* _ZITIERTER AUSZUG_:

Wie haben sie die Limbic Map angewendet?

STEFFENS: Der Markenkern von Edding liegt auf der Limbic Map an der Grenze vom Bereich Dominanz zum Bereich Kontrolle. In beiden dominieren funktionale und leistungsorientierte Eigenschaften. Eine nur auf Spaß ausgerichtete Kinderlinie hätte die Marke daher überdehnt. Stattdessen haben wir an einer stimmigen Kombination von Kontrollmotiven und hedonistischen Motiven gearbeitet. Dazu haben wir alle Details, also die Produkte selbst, aber auch Farben, Formen und Siegel auf der Verpackung emotional feinjustiert. Beispielsweise verbindet sich das funktionale Blau Eddings mit der lebendigen Neugier, für die das Funtastics-Orange als Farbe steht.

Weshalb hat es sich gelohnt, auf die limbische Methodik zu vertrauen?

STEFFENS: Der Ansatz erlaubt es, kreatives Bauchgefühl präziser als zuvor zu begründen. Man kann die impliziten Argumente von Entwürfen für Kunden besser offenlegen, wodurch auch das Verhältnis von kreativer Leistung und Briefing verbessert wird sowie Überarbeitungen leichter werden. Insbesondere wenn Unternehmen selbst mit dem Limbic Ansatz arbeiten, entsteht eine ganz neue Kommunikationsebene zwischen Kreation und Kunde. Nach der Beschäftigung mit Neuromarketing über die vergangenen Jahre hinweg ist die zentrale Erkenntnis für uns, dass Emotionen die Schlüsselrolle bei Kaufmotiven einnehmen. Das ist mithilfe von klassischen Befragungen nur bedingt zu überprüfen, weil Konsumenten dazu tendieren, unbewusste Emotionen mit dem Verstand zu erklären, was das Bild verzerrt. Beachtet man dies bei der Strategie der Befragung, lassen sich Marktforschung und die Arbeit mit der Limbic Map sehr gut kombinieren.

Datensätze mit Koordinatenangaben
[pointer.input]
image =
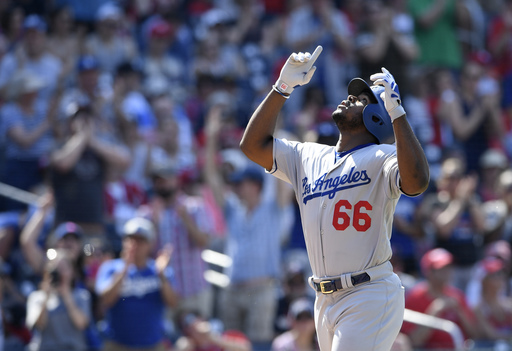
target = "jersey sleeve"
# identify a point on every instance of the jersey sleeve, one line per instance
(391, 173)
(286, 158)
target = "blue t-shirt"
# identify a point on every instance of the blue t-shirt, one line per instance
(137, 318)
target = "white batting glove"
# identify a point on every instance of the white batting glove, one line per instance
(391, 94)
(298, 70)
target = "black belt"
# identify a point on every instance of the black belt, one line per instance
(330, 286)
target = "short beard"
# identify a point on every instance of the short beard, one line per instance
(344, 123)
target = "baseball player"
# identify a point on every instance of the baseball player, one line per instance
(347, 195)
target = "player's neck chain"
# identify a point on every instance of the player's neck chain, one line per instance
(341, 154)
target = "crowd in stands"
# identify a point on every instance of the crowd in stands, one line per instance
(124, 119)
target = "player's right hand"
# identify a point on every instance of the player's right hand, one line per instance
(298, 70)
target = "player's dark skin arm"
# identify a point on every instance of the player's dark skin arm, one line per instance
(258, 139)
(412, 162)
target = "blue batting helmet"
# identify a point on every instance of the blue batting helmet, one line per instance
(375, 117)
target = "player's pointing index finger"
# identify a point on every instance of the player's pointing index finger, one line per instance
(315, 55)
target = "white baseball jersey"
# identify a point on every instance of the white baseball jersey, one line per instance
(346, 203)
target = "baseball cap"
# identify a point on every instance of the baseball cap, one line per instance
(163, 170)
(141, 227)
(358, 86)
(108, 11)
(301, 307)
(499, 249)
(25, 82)
(34, 22)
(161, 29)
(87, 63)
(435, 259)
(249, 173)
(493, 158)
(66, 228)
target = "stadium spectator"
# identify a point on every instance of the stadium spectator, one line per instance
(159, 61)
(472, 112)
(386, 39)
(200, 334)
(182, 222)
(59, 312)
(78, 167)
(437, 297)
(435, 29)
(33, 56)
(109, 42)
(254, 224)
(27, 124)
(491, 164)
(134, 290)
(494, 312)
(132, 102)
(454, 215)
(63, 40)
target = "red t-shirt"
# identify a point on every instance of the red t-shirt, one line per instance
(418, 299)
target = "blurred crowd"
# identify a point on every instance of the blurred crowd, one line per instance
(122, 177)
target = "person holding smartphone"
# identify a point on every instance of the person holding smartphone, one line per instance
(59, 312)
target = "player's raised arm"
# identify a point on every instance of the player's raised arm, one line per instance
(412, 163)
(258, 140)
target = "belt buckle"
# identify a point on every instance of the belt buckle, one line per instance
(323, 289)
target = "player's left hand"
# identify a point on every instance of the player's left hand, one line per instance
(391, 94)
(298, 70)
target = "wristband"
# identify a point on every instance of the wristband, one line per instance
(280, 93)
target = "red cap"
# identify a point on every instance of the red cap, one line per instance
(436, 259)
(161, 29)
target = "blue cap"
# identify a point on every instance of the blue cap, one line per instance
(66, 228)
(34, 22)
(375, 117)
(252, 173)
(87, 63)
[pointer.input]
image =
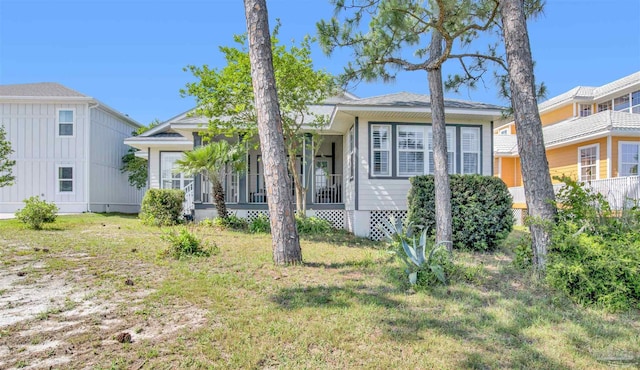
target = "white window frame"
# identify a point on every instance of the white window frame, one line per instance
(478, 152)
(72, 123)
(605, 104)
(420, 148)
(597, 163)
(451, 149)
(59, 180)
(584, 110)
(620, 163)
(184, 181)
(374, 128)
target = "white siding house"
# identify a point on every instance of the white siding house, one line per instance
(370, 149)
(68, 149)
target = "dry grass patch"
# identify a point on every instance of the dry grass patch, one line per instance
(346, 307)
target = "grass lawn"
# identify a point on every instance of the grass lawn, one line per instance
(66, 292)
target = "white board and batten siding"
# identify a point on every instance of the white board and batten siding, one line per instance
(109, 187)
(39, 151)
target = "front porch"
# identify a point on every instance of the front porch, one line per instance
(321, 174)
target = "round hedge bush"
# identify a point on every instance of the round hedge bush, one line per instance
(480, 207)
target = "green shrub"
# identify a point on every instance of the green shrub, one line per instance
(162, 207)
(260, 224)
(593, 269)
(232, 222)
(183, 243)
(523, 253)
(312, 225)
(480, 207)
(594, 256)
(37, 212)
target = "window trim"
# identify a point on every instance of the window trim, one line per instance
(620, 143)
(597, 164)
(585, 110)
(351, 155)
(424, 152)
(73, 123)
(183, 178)
(389, 150)
(454, 140)
(478, 131)
(58, 179)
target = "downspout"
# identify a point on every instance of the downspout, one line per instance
(87, 165)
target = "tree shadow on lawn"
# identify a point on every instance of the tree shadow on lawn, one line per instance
(499, 324)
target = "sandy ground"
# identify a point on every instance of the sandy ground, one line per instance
(65, 321)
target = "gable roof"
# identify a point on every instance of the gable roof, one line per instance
(407, 99)
(575, 129)
(55, 91)
(40, 89)
(590, 93)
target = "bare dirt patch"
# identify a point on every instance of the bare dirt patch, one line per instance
(53, 319)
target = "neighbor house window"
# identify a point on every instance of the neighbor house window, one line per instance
(629, 158)
(171, 177)
(65, 122)
(381, 149)
(635, 102)
(585, 110)
(410, 143)
(588, 162)
(451, 150)
(470, 142)
(65, 179)
(351, 158)
(604, 106)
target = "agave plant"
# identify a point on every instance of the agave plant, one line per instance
(415, 251)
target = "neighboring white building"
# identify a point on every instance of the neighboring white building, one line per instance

* _AUFGABEN_:
A. Wo liegt laut dem Interview über Edding und die Limbic Map der Markenkern von Edding auf der Limbic Map?
B. Schreib das Interview über Edding und die Limbic Map nach seinem letzten Satz weiter.
Die Datensätze stammen aus einer anderen Quelle.

* _LÖSUNGEN_:
A. An der Grenze vom Bereich Dominanz zum Bereich Kontrolle.

B.
Für welche weiteren Einsatzfelder eignet sich die Limbic Map?

STEFFENS: Viel Potenzial besteht am POS, der oft noch mit zu nivellierten beziehungsweise widersprüchlichen Aussagen ausgestattet wird. Derzeit ist die Weiterentwicklung einer Getränkemarke vom oberen Premiumsegment in die Luxusklasse ein spannendes Projekt für uns. Mit der Wirtschaftskrise und Nachhaltigkeitsdiskussion werden von Luxusprodukten beispielsweise weniger aggressive Qualitäten, dafür mehr harmonisierende Eigenschaften erwartet. Wir arbeiten außerdem gerade daran, den Limbic-Ansatz in unsere Innovationsworkshops einzuweben, um Kreativtechniken darauf abzustimmen und auch, weil sich Trends exzellent damit abbilden lassen. Vor allem aber besteht großes Potenzial für den Bereich abstrakter Services, vom Gesprächscoaching bis zu Leitsystemen. Was Unternehmen betrifft, wird der B-to-B-Sektor oft noch unterschätzt, der alles andere als ‚unemotional’ ist.

Wo sehen Sie die Neuromarketing-Praxis im Jahr 2015?

STEFFENS: Die Limbic Map ist keine alles umstürzende Revolution, aber sie wird den Blick auf Emotionen und ihren Einsatz im Marketing erweitern. Außerdem entstehen derzeit neue Analysemodelle von Agenturen und Forschungsgruppen. Sie werden die etablierten Modelle sicher herausfordern bis Agenturen und Unternehmen sich auf wenige Ansätze verständigt haben, um kompatibel zusammenzuarbeiten.

Die Fragen stellte Martina Monsees.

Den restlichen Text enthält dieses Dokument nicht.